§ TASK DIRECTIONS
Omit each picture as you copy the entries exactly.

§ INPUT FOR THIS TASK
------------------------------------------------
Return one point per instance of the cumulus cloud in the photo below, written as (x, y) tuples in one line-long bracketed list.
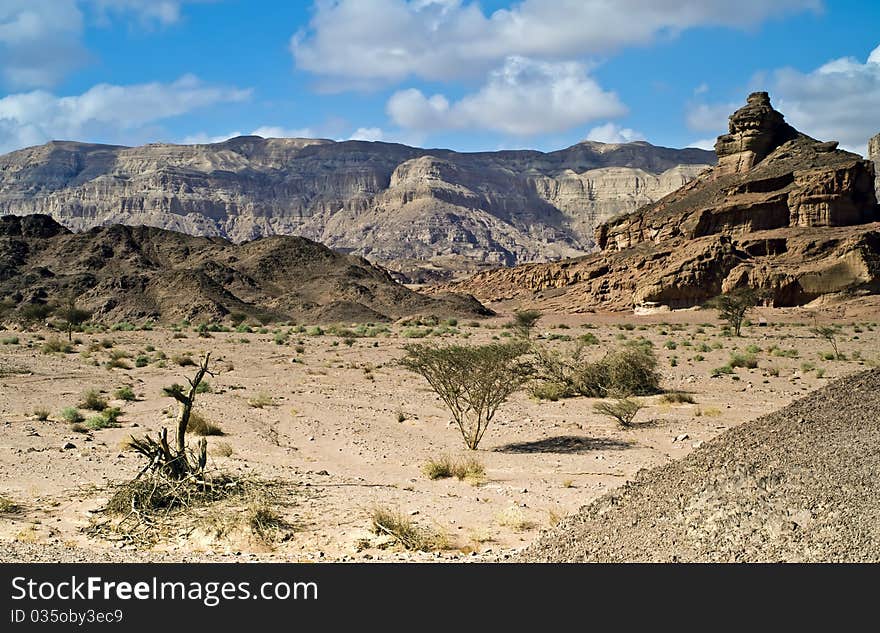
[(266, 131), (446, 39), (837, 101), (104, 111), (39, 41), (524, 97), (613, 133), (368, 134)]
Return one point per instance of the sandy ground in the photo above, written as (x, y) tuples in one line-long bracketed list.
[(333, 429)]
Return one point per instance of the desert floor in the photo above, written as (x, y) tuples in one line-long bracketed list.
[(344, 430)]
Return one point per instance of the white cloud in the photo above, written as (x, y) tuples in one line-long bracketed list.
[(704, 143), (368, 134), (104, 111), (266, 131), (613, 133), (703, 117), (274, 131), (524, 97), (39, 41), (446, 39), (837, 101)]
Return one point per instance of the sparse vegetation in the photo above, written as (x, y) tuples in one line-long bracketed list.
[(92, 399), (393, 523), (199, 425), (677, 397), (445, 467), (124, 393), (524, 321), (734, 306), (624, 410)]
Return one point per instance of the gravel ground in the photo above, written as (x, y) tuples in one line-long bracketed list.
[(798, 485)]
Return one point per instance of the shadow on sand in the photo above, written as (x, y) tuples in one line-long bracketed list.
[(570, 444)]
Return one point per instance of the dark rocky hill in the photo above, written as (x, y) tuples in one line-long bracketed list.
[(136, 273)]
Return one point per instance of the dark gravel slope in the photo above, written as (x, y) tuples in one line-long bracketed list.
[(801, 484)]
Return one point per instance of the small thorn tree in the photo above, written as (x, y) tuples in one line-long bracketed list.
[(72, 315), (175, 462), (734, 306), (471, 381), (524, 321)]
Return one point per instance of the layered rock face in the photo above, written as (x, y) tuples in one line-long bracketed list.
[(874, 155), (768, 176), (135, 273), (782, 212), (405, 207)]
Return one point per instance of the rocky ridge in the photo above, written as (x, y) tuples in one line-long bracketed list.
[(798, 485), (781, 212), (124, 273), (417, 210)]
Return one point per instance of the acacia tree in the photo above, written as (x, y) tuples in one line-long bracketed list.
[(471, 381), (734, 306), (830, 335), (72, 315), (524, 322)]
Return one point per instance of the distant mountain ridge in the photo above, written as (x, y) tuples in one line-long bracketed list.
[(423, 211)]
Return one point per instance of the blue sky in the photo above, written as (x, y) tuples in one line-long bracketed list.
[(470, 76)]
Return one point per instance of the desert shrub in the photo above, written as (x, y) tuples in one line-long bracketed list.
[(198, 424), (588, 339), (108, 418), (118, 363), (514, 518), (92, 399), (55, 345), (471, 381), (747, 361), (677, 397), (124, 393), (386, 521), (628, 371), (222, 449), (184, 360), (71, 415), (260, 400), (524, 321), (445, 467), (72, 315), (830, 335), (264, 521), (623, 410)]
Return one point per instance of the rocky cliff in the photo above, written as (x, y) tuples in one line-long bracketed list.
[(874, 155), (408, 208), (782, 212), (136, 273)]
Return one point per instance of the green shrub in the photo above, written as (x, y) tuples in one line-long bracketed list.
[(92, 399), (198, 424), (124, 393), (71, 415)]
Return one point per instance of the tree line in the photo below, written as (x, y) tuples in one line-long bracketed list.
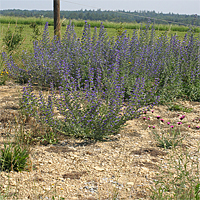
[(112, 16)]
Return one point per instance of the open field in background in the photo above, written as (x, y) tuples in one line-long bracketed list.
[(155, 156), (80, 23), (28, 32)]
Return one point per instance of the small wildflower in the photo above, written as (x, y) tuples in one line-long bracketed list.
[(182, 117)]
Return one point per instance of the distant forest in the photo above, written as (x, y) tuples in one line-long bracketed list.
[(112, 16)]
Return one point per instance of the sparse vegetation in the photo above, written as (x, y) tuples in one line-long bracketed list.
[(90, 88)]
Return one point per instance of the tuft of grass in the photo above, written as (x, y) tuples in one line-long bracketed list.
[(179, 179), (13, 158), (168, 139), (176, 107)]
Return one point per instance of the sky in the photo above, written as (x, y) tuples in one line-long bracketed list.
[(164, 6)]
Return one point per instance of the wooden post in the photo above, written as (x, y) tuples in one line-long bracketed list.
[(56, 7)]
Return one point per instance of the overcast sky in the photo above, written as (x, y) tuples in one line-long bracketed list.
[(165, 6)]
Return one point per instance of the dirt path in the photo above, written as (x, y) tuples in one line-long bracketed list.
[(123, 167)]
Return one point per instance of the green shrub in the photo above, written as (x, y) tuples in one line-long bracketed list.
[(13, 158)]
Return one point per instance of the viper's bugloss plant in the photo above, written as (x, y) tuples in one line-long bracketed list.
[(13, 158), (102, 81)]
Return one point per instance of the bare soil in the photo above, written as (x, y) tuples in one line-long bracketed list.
------------------------------------------------
§ OUTPUT OF THE TASK
Return one point per instance of the cumulus cloud in the photo below, written as (x, y) tuples in one line-long bracketed list.
[(266, 131), (446, 39), (837, 101), (104, 111), (39, 41), (524, 97), (613, 133), (368, 134)]
Return one point per instance of the sandy ground in the photo above, written as (x, y) tuples in one line-long bracketed list.
[(333, 429)]
Return one point per instance of the desert floor in the photo above, written as (x, y) tuples in one line-long bracketed list.
[(344, 430)]
Return one point per instance of the white cloud in the photo above, written as (x, y) tuples in one line-long bracketed list.
[(704, 143), (368, 134), (104, 111), (266, 131), (613, 133), (703, 117), (274, 131), (524, 97), (39, 41), (446, 39), (837, 101)]
Return one point per instance of the sparse vegetation in the photo above, written as (x, y) tuples in one line-long bracketed list.
[(92, 399), (393, 523), (199, 425), (677, 397), (445, 467), (124, 393), (524, 321), (734, 306), (624, 410)]
Return one point per instance of the gravel ground in the photo above, written as (x, y) tuples in one line-long bracketed list.
[(798, 485)]
Return one point per instance of the shadow on sand in the photo above, written as (x, y) tuples in one line-long bracketed list.
[(570, 444)]
Return one point per instance of the dark rocky hill in the photo above, written as (x, y) tuples in one line-long bracketed list.
[(136, 273)]
Return one point per instance of the dark gravel slope in the photo above, written as (x, y) tuples in one line-long bracketed list.
[(801, 484)]
Return one point per instance of the small thorn tree in the photo above, written as (x, y) tuples in one line-long bracketed list.
[(72, 315), (175, 462), (734, 306), (471, 381), (524, 321)]
Return one point per instance of the layered rock face in the photo above, written as (x, y) tuples in one line-long bracketed list.
[(874, 155), (768, 176), (135, 273), (782, 212), (405, 207)]
Return one point per instance of the rocky ridge in the photo above, written as (x, y) tuples in one line-long bracketed list.
[(798, 485), (781, 212), (124, 273), (417, 210)]
Return one point per instance of the acacia tree in the photo above, written as (x, y) tuples in one line-long bracketed list.
[(471, 381), (734, 306), (830, 335), (72, 315), (524, 322)]
Return one point per instance of the distant mountain ridge in the photo above, written as (x, y) tuples in one line-long bracketed list.
[(423, 211)]
Return one point per instance of the blue sky in the photo above, written as (x, y) tuples in one line-long bracketed list.
[(470, 76)]
Return one point per instance of the desert shrub in the photo above, written as (x, y) tuples in one line-long bracketed list.
[(198, 424), (588, 339), (108, 418), (118, 363), (514, 518), (92, 399), (55, 345), (471, 381), (747, 361), (677, 397), (124, 393), (386, 521), (628, 371), (222, 449), (184, 360), (71, 415), (260, 400), (524, 321), (445, 467), (72, 315), (830, 335), (264, 521), (623, 410)]
Return one point per instance of the rocky cliff in the photo above, written as (x, y) tuples in one line-long bracketed list.
[(874, 155), (408, 208), (782, 212), (136, 273)]
Return one point per instance of the green shrub in the photo above, written as (x, y) tuples in one line-long bracketed list.
[(92, 399), (198, 424), (124, 393), (71, 415)]
Return one point per instance of the tree line in the photo below, written as (x, y) tuples in one line-long bracketed list.
[(112, 16)]
Return one point per instance of the open field in background in the photo above, written as (x, y) tuples in one line-long bracketed list.
[(155, 156), (80, 23), (28, 32)]
Return one point per instance of the small wildflower in the photo above, written as (x, y) tuples in one line-long bracketed list.
[(182, 117)]
Return one point per instance of the distant forest in the photo above, written as (x, y) tuples in one line-long bracketed list.
[(112, 16)]
Return one point per instance of the sparse vegetation in the photo above, written as (x, y) tuples in one line-long bracketed list.
[(90, 88)]
Return one point per instance of the tuft of grass in the photo above, written as (x, y) tuples in one line-long bracketed list.
[(179, 179), (13, 158), (168, 139), (176, 107)]
Return one point per instance of the sky in the photo above, written as (x, y) tuples in one line-long bracketed list.
[(164, 6)]
Return one point per instance of the wooden post in the photo above, written as (x, y) tuples in one line-long bracketed list.
[(56, 7)]
Return one point per instance of the overcast sky in the photo above, written as (x, y) tuples in one line-long bracketed list.
[(165, 6)]
Return one point per instance of the dirt path in the photo above, written as (x, y) tuples in one line-long bracketed list.
[(123, 167)]
Return one point per instance of the green shrub in the photo above, written as (x, y) tuples in one line-long bracketed list.
[(13, 158)]
Return one point per instance of the viper's bugloss plant in the photo above, written as (x, y) tuples in one line-long bracketed list.
[(13, 158), (102, 81)]
Return one point per instance of the bare soil in the photo above, written as (x, y) tuples in one line-long bracketed list.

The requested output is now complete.